# What you need to do
Reproduce every line of the listing below without changing anything.

(Excerpts from a detection dataset)
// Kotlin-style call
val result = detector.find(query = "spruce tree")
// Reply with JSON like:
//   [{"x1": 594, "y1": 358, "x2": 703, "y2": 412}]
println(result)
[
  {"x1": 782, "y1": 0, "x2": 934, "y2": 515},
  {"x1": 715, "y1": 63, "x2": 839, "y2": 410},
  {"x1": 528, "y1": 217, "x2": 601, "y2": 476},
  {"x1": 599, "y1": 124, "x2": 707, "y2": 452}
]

# In response
// Kotlin-style call
val result = detector.find(query = "spruce tree")
// Reply with JSON like:
//   [{"x1": 594, "y1": 358, "x2": 703, "y2": 412}]
println(result)
[
  {"x1": 782, "y1": 0, "x2": 934, "y2": 515},
  {"x1": 715, "y1": 63, "x2": 839, "y2": 410},
  {"x1": 528, "y1": 217, "x2": 601, "y2": 476},
  {"x1": 599, "y1": 124, "x2": 707, "y2": 452}
]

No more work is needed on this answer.